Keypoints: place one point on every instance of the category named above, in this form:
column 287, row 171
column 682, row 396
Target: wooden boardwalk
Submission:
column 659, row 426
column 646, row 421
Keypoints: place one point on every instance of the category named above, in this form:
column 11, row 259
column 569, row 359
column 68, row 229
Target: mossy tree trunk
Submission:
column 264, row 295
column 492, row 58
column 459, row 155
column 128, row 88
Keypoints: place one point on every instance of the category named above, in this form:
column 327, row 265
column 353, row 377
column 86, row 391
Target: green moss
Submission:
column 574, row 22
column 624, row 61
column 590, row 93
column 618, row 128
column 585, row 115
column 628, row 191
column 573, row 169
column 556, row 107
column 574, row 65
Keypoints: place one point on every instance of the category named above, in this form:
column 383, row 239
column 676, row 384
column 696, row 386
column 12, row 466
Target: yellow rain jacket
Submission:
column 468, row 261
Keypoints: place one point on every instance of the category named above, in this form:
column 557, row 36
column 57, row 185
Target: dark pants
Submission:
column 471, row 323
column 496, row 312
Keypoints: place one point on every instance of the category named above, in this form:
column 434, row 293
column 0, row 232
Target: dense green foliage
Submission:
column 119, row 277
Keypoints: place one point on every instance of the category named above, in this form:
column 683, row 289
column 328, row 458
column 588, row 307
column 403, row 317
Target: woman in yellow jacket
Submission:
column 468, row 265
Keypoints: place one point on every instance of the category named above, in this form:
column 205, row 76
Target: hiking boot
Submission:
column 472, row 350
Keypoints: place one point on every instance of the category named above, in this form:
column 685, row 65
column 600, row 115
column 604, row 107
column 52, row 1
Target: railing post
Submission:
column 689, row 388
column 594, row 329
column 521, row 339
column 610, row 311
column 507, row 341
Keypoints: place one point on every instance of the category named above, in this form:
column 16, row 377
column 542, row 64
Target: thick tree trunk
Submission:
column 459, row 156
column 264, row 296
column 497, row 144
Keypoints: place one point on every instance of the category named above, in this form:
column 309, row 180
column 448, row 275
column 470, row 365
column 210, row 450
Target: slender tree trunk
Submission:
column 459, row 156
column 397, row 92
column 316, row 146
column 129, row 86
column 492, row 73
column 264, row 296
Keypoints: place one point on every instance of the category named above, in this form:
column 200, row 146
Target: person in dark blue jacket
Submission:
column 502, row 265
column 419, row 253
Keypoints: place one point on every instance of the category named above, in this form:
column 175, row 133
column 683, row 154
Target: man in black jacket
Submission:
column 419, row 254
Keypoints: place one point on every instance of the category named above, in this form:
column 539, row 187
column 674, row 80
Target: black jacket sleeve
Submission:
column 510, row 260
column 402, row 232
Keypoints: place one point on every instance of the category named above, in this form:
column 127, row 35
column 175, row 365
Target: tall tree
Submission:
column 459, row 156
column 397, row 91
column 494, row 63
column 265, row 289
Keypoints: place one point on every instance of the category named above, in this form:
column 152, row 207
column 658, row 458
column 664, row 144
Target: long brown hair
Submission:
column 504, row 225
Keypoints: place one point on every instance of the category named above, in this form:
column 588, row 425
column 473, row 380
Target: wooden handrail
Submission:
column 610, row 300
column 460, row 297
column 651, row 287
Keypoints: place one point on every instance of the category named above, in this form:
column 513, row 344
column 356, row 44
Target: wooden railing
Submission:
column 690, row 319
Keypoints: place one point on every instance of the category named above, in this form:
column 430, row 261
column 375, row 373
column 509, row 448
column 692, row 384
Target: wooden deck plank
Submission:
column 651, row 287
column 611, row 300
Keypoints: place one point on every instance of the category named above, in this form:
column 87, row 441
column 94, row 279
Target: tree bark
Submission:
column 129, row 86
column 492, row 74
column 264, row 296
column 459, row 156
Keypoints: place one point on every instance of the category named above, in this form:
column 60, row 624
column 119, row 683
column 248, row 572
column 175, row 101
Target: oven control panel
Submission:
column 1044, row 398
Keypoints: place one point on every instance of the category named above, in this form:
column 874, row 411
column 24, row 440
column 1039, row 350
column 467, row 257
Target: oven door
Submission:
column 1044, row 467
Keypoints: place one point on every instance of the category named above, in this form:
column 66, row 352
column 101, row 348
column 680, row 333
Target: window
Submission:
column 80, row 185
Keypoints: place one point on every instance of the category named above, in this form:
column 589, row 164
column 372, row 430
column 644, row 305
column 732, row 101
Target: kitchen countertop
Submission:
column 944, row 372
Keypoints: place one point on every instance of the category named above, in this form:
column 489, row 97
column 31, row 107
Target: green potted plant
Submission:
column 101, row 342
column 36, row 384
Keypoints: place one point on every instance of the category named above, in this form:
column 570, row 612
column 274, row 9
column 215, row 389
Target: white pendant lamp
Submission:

• [PROBLÈME POSÉ] Convertissez en liste numérotée toutes les lignes des enregistrements ci-dessus, du premier au dernier, en omettant les lignes vides.

• [RÉPONSE RÉDIGÉE]
1. Keypoints: place one point on every instance of the category named above, in this form:
2. column 287, row 171
3. column 682, row 396
4. Target: wooden boardwalk
5. Submission:
6. column 659, row 426
7. column 646, row 421
8. Keypoints: place one point on every instance of the category named above, in this form:
9. column 11, row 259
10. column 569, row 359
11. column 68, row 229
12. Target: mossy tree trunk
13. Submission:
14. column 264, row 295
15. column 492, row 58
16. column 459, row 155
17. column 128, row 88
18. Keypoints: place one point on every instance of the category named above, in this form:
19. column 327, row 265
20. column 353, row 377
21. column 86, row 391
22. Target: green moss
23. Submission:
24. column 574, row 22
25. column 624, row 61
26. column 590, row 93
27. column 618, row 128
28. column 585, row 115
29. column 628, row 191
30. column 573, row 169
31. column 556, row 107
32. column 574, row 65
33. Keypoints: place one point on every instance of the category named above, in this form:
34. column 383, row 239
35. column 676, row 384
36. column 696, row 386
37. column 12, row 466
38. Target: yellow rain jacket
39. Submission:
40. column 468, row 261
41. Keypoints: place one point on every instance of the category named above, in this form:
42. column 557, row 36
43. column 57, row 185
44. Target: dark pants
45. Submission:
46. column 471, row 323
47. column 496, row 312
48. Keypoints: place one point on every instance of the category named above, in this form:
49. column 434, row 293
50. column 0, row 232
51. Target: dense green foliage
52. Submission:
53. column 119, row 277
54. Keypoints: place one point on every instance of the category named above, in this form:
55. column 683, row 289
56. column 328, row 458
57. column 588, row 307
58. column 403, row 317
59. Target: woman in yellow jacket
60. Submission:
61. column 468, row 265
62. Keypoints: place one point on every instance of the category named above, in this form:
63. column 205, row 76
64. Target: hiking boot
65. Submission:
66. column 472, row 350
67. Keypoints: place one point on every instance of the category named above, in this form:
68. column 685, row 65
69. column 600, row 115
70. column 604, row 107
71. column 52, row 1
72. Target: railing post
73. Submission:
74. column 689, row 388
75. column 594, row 329
76. column 521, row 339
77. column 610, row 311
78. column 507, row 341
79. Keypoints: place one point on every instance of the category named above, in this form:
80. column 16, row 377
81. column 542, row 64
82. Target: thick tree trunk
83. Submission:
84. column 459, row 156
85. column 264, row 296
86. column 497, row 144
87. Keypoints: place one point on every instance of the category named above, in this form:
88. column 309, row 180
89. column 448, row 275
90. column 470, row 365
91. column 210, row 450
92. Target: slender tree trunk
93. Submission:
94. column 459, row 156
95. column 397, row 92
96. column 316, row 146
97. column 129, row 86
98. column 492, row 73
99. column 264, row 296
100. Keypoints: place one point on every instance of the category named above, in this form:
101. column 200, row 146
102. Target: person in dark blue jacket
103. Submission:
104. column 502, row 265
105. column 419, row 253
106. Keypoints: place one point on every instance of the category named above, in this form:
107. column 175, row 133
108. column 683, row 154
109. Target: man in black jacket
110. Submission:
111. column 419, row 254
112. Keypoints: place one point on every instance of the category named above, in this form:
113. column 539, row 187
114. column 674, row 80
115. Target: black jacket sleeve
116. Submission:
117. column 510, row 260
118. column 402, row 232
119. Keypoints: place one point on every instance of the category named above, in this form:
120. column 127, row 35
121. column 175, row 365
122. Target: tall tree
123. Submission:
124. column 459, row 156
125. column 397, row 91
126. column 494, row 63
127. column 265, row 289
128. Keypoints: place one point on every instance of the category named above, in this form:
129. column 152, row 207
130. column 658, row 458
131. column 664, row 144
132. Target: long brown hair
133. Submission:
134. column 504, row 225
135. Keypoints: place one point on every instance of the category named above, in this form:
136. column 588, row 425
137. column 473, row 380
138. Target: wooden handrail
139. Submission:
140. column 610, row 300
141. column 460, row 297
142. column 651, row 287
143. Keypoints: place one point on every instance of the category named above, in this form:
144. column 513, row 344
145. column 356, row 44
146. Target: wooden railing
147. Submission:
148. column 690, row 319
149. Keypoints: place one point on every instance of the category named above, in this form:
150. column 430, row 261
151. column 375, row 373
152. column 509, row 448
153. column 692, row 384
154. Target: wooden deck plank
155. Submission:
156. column 651, row 287
157. column 611, row 300
158. Keypoints: place one point on every instance of the category named above, in this form:
159. column 87, row 441
160. column 94, row 279
161. Target: tree bark
162. Submission:
163. column 129, row 86
164. column 492, row 74
165. column 264, row 296
166. column 459, row 156
167. Keypoints: place one point on every instance of the category named above, in this form:
168. column 60, row 624
169. column 119, row 683
170. column 248, row 572
171. column 175, row 101
172. Target: oven control panel
173. Submission:
174. column 1044, row 398
175. Keypoints: place one point on every instance of the category named above, in this form:
176. column 874, row 411
177. column 24, row 440
178. column 1039, row 350
179. column 467, row 257
180. Target: oven door
181. Submission:
182. column 1044, row 467
183. Keypoints: place one point on every instance of the category named above, in this form:
184. column 66, row 352
185. column 101, row 348
186. column 680, row 333
187. Target: window
188. Submission:
189. column 80, row 185
190. Keypoints: place one point on every instance of the category named above, in this form:
191. column 589, row 164
192. column 372, row 430
193. column 644, row 305
194. column 732, row 101
195. Target: kitchen countertop
196. Submission:
197. column 944, row 372
198. Keypoints: place one point on every instance of the category named above, in this form:
199. column 489, row 97
200. column 31, row 107
201. Target: green potted plant
202. Submission:
203. column 101, row 342
204. column 36, row 384
205. Keypoints: place one point on every instance of the category named above, in this form:
206. column 570, row 612
207. column 274, row 9
208. column 215, row 389
209. Target: white pendant lamp
210. Submission:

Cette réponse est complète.